___ DATA PROVIDED ___

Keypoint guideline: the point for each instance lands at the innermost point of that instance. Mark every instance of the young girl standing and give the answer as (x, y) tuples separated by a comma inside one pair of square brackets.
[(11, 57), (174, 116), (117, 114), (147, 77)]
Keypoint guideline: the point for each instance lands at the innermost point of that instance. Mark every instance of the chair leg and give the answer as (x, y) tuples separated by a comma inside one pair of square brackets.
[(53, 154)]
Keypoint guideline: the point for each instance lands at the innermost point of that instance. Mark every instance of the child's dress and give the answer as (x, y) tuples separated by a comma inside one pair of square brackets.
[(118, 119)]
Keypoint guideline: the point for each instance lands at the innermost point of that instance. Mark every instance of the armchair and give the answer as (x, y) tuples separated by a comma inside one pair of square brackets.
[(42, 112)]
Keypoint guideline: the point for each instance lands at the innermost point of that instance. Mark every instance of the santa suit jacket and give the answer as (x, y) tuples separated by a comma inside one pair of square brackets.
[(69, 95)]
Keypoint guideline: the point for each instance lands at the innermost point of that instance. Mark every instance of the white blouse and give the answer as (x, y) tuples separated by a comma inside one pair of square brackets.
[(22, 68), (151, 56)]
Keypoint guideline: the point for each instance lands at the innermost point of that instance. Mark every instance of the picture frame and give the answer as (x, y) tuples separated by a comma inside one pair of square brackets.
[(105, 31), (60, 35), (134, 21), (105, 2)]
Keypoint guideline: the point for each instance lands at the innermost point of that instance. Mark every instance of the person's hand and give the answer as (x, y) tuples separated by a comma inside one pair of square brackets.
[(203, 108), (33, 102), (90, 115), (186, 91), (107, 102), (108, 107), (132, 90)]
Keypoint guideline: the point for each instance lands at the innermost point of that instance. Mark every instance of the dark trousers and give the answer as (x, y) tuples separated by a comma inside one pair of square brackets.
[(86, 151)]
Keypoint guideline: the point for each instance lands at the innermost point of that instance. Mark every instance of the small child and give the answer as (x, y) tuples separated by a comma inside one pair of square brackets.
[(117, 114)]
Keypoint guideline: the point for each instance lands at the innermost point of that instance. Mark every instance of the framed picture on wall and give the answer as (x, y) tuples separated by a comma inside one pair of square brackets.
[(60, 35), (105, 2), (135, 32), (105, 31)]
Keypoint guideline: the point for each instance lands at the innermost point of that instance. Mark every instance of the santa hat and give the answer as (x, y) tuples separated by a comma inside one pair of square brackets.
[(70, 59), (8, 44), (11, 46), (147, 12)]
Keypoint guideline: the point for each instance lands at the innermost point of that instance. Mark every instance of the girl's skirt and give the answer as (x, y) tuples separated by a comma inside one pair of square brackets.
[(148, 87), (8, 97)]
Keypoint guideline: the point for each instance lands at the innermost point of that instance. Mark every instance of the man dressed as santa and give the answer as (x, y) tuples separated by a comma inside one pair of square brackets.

___

(WHAT YOU WILL DO):
Update the data above so that every occurrence of "innermost" reads "most central", and leave everything else unchanged.

(SOLUTION FOR THIS TASK):
Keypoint guideline: the point for each instance lands at the most central point of that instance. Mark every instance of the young girl standing and give the answer as (x, y) tuples separated by a comma inside one pair of square brackets.
[(11, 57), (174, 116), (117, 114), (147, 77)]
Keypoint guideline: the point for each instance lands at the most central point of that instance. Mark every instance of the chair leg and give the answer as (x, y) tuples separated by a comma inside one pair of square brackets.
[(53, 154)]
Keypoint guideline: the point for each instance lands at the most central point of that instance. Mark every instance of the child's dress and give the answer as (x, y) tuples separated by a comma inside one pair of square brackets.
[(118, 119)]
Keypoint guideline: the point for each instance lands at the most central point of that instance. Mark every instance of the armchair and give the answer as (x, y) tuples separated by a comma inside one pair of square brackets.
[(42, 112)]
Keypoint guideline: the point for each instance lands at the most central point of that instance. Mark every instance of the santa suit jacket and give the answer as (x, y) tuples separated by a comma inside one pair of square brackets.
[(69, 95)]
Keypoint guideline: the point for each instance lands at the most central point of that instance. Mark every instance of the white blouse and give the answer as (x, y) tuples separated by a comma inside one pair of square brackets.
[(22, 68), (151, 56)]
Keypoint guideline: the point for each instance lands at the most central point of that instance. Mark every instance of the picture frame and give the answer as (x, y) tuples separated by a comma inside one pair of square brackets.
[(105, 31), (60, 35), (134, 21), (105, 2)]
Keypoint guideline: the point for each instance lands at the most central point of that instance. Mark every instance of the person's hand and give the answer as (x, y) tuples separated by a comma inside one pair of square brackets.
[(203, 108), (33, 102), (90, 115), (186, 91), (107, 102), (108, 107), (132, 90)]
Keypoint guideline: the point for each instance lands at the most central point of that instance. Mark every instance of the dark trousers and give the answer as (x, y) tuples separated by a comma inside one pair of square brackets.
[(86, 151)]
Keypoint guideline: the point for each instance lands at the most central point of that instance. Mark every instance of the small child and give the answer as (x, y) tuples separated by a comma inside one pair of square brackets.
[(117, 114)]
Keypoint guideline: the point for each instance lands at the most central point of that instance. Mark every instance of the framed picture on wall and give the answer as (x, y) tuples separated by a comma inside one pair of square brackets.
[(60, 35), (105, 2), (135, 32), (105, 31)]
Keypoint guideline: the point for each instance lands at the most central point of that instance. Mark every instance of the santa hat and give the answer as (x, y) tuples separated by a comma inside one pair of square brackets.
[(70, 59), (8, 44), (11, 46), (147, 12)]
Keypoint guideline: the point for each instance lands at the most central point of that instance. Mark every instance of the girl's skirt and give the answer as (x, y) tuples separated by a comma inside one pair of square brackets.
[(148, 87), (8, 97)]
Keypoint guideline: the point for each instance lands at the most central point of that instance. Mark every instance of the man dressed as santa and give the answer as (x, y) tuples separated by a comma inside one pair of square brackets.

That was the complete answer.